EXERCISE REQUIREMENTS:
1. From the article on health newsletters below, copy the passage from "Several have circulations" up to and including "reviews brand-name foods." with no changes.
2. According to the article on health newsletters below, what does the Nutrition Action Health Letter critically review?

*** TEXT PROVIDED ***

Roanoke Times Copyright (c) 1995, Landmark Communications, Inc. DATE: TUESDAY, August 29, 1995 TAG: 9508290007 SECTION: EXTRA PAGE: 6 EDITION: METRO SOURCE: SUZANNE HAMLIN THE NEW YORK TIMES DATELINE: LENGTH: Long
More than 30 of these health and nutrition by-subscription-only newsletters are flooding mailboxes across the nation every month, up from 5 or 6 a decade ago. A wildly diverse group of pricey broadsheets, they cover almost anything that can happen to the human body, from warts to cancer, from gene therapy to jet lag.
Several have circulations of 400,000 or more, larger than many metropolitan newspapers. Some are written by well-known medical or consumer institutions. Others are the single voices of provocative renegades. But they all purport to guide the consumer through a labyrinth of often-contradictory health-related information.
``Health is the biggest news in America today - it's what makes TV headlines night after night,'' said Michael Jacobson, the executive director of the nonprofit Center for Science in the Public Interest and executive editor of its Nutrition Action Health Letter, which critically reviews brand-name foods.

*** End of TEXT PROVIDED ***
*** MATERIAL SUPPLIED ***

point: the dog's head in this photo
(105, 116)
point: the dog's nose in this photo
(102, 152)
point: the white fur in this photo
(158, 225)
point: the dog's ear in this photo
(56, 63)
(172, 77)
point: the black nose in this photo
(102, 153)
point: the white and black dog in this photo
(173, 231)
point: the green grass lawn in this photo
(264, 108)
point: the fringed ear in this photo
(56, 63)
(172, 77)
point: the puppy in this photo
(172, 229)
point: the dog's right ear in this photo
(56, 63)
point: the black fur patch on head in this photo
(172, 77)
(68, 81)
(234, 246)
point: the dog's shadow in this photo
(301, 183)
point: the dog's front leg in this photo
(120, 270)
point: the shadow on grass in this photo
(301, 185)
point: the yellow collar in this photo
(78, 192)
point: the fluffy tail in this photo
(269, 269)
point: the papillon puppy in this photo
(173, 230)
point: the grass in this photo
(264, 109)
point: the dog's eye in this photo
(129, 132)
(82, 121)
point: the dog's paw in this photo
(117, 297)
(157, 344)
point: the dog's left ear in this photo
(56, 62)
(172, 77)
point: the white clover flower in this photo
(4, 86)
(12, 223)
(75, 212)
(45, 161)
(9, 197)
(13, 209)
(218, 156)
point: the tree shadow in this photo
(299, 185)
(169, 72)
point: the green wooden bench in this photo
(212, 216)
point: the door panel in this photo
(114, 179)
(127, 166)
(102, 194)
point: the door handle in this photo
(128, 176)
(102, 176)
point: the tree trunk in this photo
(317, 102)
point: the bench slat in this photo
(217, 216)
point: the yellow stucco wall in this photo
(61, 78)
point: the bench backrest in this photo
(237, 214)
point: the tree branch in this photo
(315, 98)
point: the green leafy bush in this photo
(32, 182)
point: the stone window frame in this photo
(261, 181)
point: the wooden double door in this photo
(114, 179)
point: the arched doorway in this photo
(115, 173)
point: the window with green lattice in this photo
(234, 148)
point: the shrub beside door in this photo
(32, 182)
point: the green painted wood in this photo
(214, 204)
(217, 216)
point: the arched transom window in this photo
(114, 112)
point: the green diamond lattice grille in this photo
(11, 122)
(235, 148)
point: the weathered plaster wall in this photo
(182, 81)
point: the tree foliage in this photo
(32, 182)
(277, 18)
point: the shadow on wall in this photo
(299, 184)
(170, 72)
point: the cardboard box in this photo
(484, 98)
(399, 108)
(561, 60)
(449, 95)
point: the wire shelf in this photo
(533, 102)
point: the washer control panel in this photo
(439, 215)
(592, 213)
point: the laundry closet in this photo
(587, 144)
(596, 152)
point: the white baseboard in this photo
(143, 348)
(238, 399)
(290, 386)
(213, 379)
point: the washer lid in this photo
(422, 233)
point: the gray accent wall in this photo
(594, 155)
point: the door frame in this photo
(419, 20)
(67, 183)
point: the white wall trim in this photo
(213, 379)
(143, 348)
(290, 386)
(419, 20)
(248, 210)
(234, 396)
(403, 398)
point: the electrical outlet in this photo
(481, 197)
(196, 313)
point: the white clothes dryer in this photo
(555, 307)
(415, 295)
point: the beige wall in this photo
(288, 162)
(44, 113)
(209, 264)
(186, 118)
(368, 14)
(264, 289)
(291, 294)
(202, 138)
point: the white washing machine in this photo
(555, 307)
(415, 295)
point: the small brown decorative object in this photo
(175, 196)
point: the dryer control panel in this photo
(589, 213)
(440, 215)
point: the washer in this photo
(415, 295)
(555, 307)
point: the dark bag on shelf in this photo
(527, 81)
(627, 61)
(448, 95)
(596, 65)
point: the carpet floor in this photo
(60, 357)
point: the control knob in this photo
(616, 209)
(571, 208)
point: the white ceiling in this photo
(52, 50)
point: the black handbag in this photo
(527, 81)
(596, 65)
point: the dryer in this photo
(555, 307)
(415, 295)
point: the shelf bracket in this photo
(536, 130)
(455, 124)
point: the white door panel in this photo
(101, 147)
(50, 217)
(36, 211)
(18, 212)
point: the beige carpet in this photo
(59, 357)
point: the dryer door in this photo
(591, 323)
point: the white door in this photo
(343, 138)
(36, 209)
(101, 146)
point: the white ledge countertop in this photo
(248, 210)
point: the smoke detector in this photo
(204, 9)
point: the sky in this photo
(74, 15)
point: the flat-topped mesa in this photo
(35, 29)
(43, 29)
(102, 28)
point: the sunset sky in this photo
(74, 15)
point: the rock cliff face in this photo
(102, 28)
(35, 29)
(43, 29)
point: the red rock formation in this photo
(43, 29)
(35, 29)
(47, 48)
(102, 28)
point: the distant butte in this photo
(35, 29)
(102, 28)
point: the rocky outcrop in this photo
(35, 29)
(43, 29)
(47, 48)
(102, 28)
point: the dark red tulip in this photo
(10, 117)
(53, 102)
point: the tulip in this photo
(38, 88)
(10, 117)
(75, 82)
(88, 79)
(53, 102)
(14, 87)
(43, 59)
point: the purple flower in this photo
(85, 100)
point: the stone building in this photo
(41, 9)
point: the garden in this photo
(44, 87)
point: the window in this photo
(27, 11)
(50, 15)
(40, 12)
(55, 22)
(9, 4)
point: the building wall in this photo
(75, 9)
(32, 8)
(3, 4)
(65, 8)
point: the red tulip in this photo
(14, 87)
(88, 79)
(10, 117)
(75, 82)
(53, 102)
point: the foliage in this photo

*** End of MATERIAL SUPPLIED ***

TASK-BY-TASK SOLUTIONS:
1.
Several have circulations of 400,000 or more, larger than many metropolitan newspapers. Some are written by well-known medical or consumer institutions. Others are the single voices of provocative renegades. But they all purport to guide the consumer through a labyrinth of often-contradictory health-related information.
``Health is the biggest news in America today - it's what makes TV headlines night after night,'' said Michael Jacobson, the executive director of the nonprofit Center for Science in the Public Interest and executive editor of its Nutrition Action Health Letter, which critically reviews brand-name foods.

2. Brand-name foods.